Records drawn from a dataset
====================

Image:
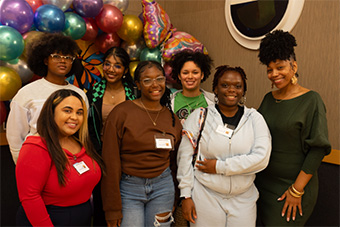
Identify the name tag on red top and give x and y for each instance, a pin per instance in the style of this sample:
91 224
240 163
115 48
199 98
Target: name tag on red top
81 167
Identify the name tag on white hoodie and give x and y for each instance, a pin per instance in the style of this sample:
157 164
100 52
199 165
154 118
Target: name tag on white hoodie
224 131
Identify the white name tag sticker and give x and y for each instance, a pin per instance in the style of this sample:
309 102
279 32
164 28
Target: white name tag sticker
163 143
224 131
81 167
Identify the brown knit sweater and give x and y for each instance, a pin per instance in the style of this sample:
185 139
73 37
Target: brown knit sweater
129 147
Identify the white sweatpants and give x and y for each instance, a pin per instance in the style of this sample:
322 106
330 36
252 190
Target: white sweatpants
214 209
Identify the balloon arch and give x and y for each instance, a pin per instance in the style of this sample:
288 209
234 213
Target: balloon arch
96 25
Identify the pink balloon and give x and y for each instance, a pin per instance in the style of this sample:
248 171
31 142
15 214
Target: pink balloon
35 4
87 8
109 19
91 29
3 112
105 41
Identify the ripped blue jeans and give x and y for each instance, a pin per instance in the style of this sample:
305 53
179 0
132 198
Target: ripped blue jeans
144 198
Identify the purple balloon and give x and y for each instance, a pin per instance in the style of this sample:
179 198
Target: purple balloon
49 18
17 14
88 8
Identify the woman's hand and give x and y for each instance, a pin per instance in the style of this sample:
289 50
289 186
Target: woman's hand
207 166
113 223
291 205
189 210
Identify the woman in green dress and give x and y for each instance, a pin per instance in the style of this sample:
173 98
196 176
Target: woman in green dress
296 117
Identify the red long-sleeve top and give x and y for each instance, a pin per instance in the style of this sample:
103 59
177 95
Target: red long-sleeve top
37 181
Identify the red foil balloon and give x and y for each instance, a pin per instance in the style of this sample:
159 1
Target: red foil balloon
181 41
91 29
109 19
156 23
105 41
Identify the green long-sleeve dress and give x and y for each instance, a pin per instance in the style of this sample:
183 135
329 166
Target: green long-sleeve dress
299 142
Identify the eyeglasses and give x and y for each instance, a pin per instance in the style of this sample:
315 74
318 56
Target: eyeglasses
58 58
159 80
108 65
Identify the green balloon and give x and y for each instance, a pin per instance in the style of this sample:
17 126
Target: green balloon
11 43
151 55
75 26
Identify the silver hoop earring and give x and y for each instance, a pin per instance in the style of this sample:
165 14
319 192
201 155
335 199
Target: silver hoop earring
216 99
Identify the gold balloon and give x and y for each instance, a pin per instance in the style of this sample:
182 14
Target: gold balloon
132 68
131 29
10 83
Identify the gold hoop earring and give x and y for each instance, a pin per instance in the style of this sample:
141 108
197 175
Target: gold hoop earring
243 100
294 80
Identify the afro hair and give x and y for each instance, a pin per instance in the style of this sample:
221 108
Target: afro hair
50 43
277 45
204 62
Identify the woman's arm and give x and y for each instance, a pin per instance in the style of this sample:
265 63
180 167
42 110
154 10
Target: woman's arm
293 203
112 204
32 172
258 156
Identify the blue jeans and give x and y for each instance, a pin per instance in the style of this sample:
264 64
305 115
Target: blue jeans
78 215
144 198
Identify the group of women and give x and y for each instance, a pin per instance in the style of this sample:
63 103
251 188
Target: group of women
154 151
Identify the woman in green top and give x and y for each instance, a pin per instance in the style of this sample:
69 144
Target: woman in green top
296 117
190 69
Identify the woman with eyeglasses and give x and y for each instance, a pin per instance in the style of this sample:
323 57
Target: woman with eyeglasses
115 87
140 144
57 167
50 57
190 69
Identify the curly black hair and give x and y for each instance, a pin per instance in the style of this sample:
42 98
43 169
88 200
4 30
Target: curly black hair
204 62
277 45
49 43
220 70
165 99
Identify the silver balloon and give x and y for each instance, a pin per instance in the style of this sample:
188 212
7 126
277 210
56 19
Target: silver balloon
134 49
61 4
20 67
122 5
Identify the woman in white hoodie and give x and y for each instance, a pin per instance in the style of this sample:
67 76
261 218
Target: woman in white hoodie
235 143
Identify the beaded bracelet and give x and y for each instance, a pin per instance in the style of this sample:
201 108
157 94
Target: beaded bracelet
295 193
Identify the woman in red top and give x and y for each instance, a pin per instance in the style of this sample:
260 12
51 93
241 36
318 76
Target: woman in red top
57 168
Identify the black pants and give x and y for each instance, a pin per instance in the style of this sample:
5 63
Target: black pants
79 215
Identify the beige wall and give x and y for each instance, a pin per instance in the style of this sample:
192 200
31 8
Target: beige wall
318 50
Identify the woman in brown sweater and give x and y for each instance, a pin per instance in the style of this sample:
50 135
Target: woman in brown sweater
140 144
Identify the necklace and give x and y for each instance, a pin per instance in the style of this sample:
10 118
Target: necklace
290 94
153 121
195 106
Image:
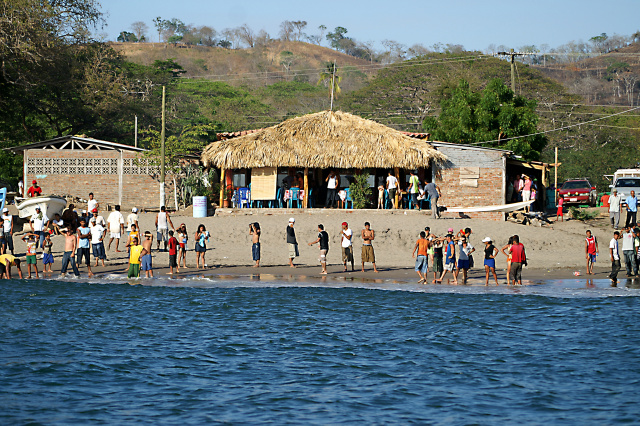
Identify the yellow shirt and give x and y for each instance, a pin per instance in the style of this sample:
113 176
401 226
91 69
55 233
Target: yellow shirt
134 258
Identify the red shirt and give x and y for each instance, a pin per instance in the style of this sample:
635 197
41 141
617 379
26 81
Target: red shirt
517 253
173 246
33 191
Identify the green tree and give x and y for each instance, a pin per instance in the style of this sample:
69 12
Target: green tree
494 114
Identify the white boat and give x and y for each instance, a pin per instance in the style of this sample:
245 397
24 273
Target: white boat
505 208
49 205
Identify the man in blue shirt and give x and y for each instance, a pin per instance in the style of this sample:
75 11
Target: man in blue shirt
632 209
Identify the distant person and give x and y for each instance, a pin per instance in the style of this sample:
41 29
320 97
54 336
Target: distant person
34 190
368 255
347 246
632 209
323 239
518 260
614 208
292 242
392 188
434 194
614 254
591 251
116 227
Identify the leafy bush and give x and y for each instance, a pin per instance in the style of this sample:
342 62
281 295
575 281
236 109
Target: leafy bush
360 191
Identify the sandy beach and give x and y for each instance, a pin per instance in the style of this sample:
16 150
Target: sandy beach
554 251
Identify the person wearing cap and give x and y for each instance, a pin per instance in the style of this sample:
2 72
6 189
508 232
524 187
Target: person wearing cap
490 252
347 246
38 221
614 208
34 190
8 230
292 242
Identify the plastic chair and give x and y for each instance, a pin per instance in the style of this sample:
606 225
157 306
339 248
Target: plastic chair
348 199
294 195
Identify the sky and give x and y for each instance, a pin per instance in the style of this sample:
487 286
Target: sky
473 24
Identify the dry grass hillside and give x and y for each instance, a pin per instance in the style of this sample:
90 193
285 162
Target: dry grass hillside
258 66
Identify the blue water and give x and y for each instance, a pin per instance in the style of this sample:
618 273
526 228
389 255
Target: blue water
273 351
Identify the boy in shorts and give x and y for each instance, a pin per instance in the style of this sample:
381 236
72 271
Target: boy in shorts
173 253
30 239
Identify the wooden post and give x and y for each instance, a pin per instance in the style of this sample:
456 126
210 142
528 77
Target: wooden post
306 188
397 173
222 187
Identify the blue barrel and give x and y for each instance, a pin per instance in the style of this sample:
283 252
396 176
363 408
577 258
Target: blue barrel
200 206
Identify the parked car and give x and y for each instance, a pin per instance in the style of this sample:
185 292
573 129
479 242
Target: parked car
578 191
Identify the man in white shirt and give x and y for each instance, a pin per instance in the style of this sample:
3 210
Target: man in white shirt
38 221
116 227
347 247
8 230
614 208
615 258
392 188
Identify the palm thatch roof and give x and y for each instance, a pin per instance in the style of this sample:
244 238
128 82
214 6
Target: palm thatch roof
322 140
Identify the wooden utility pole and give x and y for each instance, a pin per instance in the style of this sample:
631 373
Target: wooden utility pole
513 65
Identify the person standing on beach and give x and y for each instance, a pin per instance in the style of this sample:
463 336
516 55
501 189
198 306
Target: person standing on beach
614 208
254 231
434 194
628 250
116 227
518 259
591 251
422 261
615 258
8 229
368 255
163 221
146 261
134 259
323 239
347 246
70 245
632 209
292 242
490 252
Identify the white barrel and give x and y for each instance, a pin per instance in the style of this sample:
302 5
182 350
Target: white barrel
199 206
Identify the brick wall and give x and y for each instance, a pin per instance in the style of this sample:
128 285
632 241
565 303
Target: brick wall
140 190
490 181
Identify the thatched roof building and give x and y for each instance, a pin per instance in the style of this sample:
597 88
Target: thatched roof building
323 140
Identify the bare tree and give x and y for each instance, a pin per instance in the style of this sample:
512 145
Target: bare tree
140 29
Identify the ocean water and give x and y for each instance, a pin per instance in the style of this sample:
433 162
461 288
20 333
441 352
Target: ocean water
274 350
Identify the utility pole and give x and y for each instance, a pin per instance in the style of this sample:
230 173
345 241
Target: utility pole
162 152
513 65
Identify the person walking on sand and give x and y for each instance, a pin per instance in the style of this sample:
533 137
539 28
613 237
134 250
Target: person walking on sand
628 251
172 244
490 252
614 254
368 255
434 194
146 261
422 261
201 238
254 231
347 246
163 221
518 260
292 242
614 208
70 245
323 239
134 259
632 209
116 227
591 251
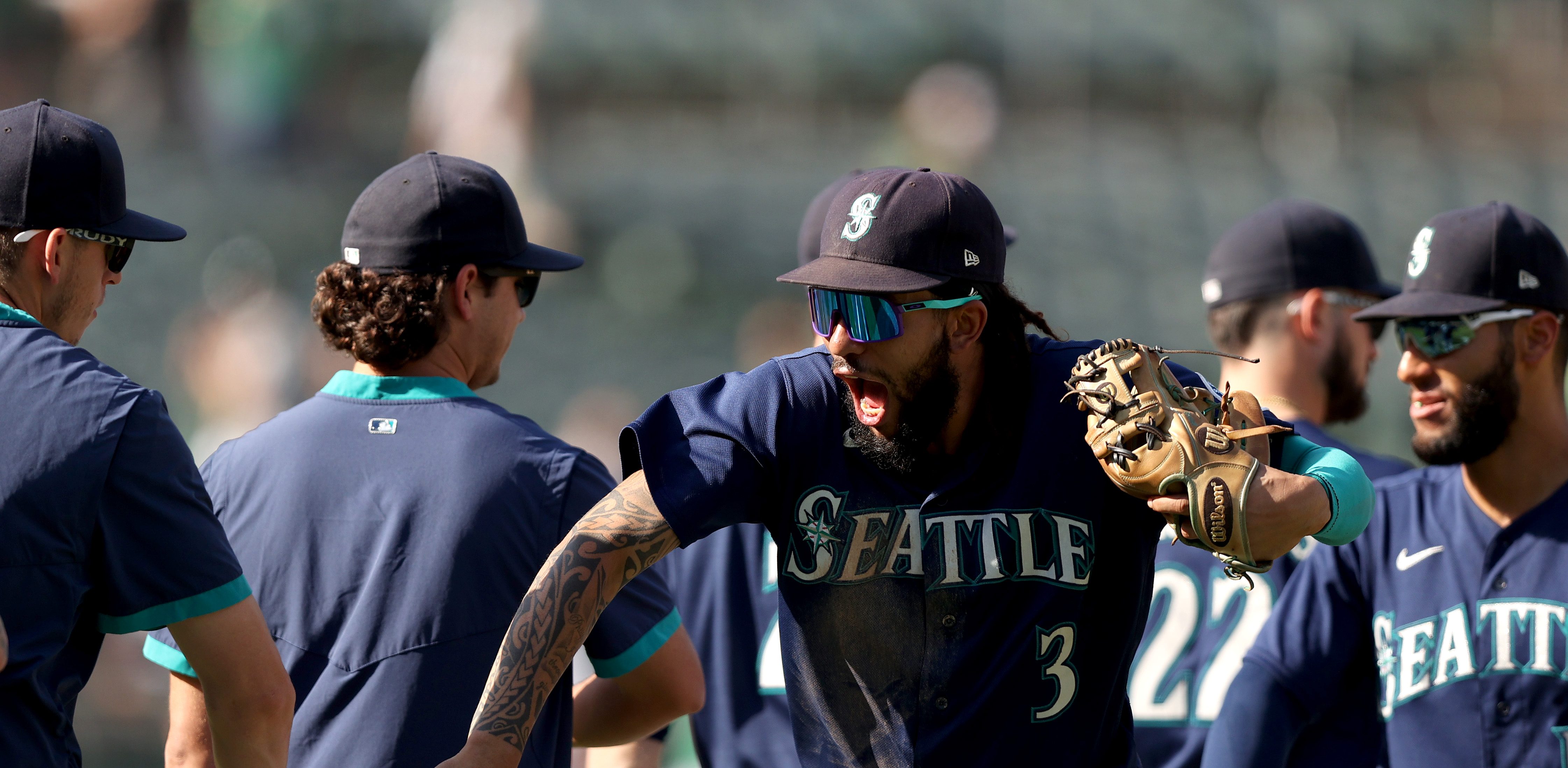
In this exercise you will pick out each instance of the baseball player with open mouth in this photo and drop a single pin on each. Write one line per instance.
(960, 584)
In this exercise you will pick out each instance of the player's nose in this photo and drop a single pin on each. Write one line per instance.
(1415, 369)
(841, 344)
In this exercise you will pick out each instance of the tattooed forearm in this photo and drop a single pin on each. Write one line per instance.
(615, 541)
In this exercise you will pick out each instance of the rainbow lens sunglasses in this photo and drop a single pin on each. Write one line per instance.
(866, 317)
(117, 248)
(1439, 336)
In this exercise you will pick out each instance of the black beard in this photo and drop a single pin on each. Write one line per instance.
(927, 400)
(1482, 417)
(1347, 400)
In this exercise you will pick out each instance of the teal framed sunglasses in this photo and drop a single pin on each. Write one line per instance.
(868, 317)
(1439, 336)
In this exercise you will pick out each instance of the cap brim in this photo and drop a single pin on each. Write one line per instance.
(142, 226)
(543, 259)
(1427, 303)
(832, 272)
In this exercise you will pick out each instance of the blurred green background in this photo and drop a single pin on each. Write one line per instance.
(675, 145)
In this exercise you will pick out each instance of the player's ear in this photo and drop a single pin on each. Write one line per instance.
(49, 248)
(1311, 317)
(1536, 338)
(465, 287)
(967, 323)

====================

__Work instructions__. Take the lines above from the top of the records through the one with "Identify the pink" and repeat them exactly, without any pictures.

__Result for this task__.
Image:
Identify the name tag on red top and give x and y for each instance, a pin per instance in the style of this sample:
91 224
240 163
115 48
199 98
Target: name tag on red top
81 167
Identify the name tag on white hoodie and give x and y for each instance, a pin per instance in the style of this sample:
157 164
100 52
199 165
154 118
Target: name tag on white hoodie
224 131
Identify the white name tag sticker and give x and y for each instance, a pin per instance in the style of this sample:
309 102
279 32
164 28
Target: white name tag sticker
163 143
224 131
81 167
Identify the brown knit sweater and give x and y for each instance, a pin per instance in the style of this sample:
185 139
73 37
Target: brown knit sweater
129 147
Identify the white sweatpants and give x and y for each instance, a pin per instance in the style of this sample:
322 106
330 36
252 190
Target: white sweatpants
214 209
Identify the balloon arch and give x and y for each instance, a pin per instance in the style of this sample:
288 209
234 213
Target: balloon arch
96 25
Identify the pink balloon and give x and y for each instance, a pin per instance in the style of this sample:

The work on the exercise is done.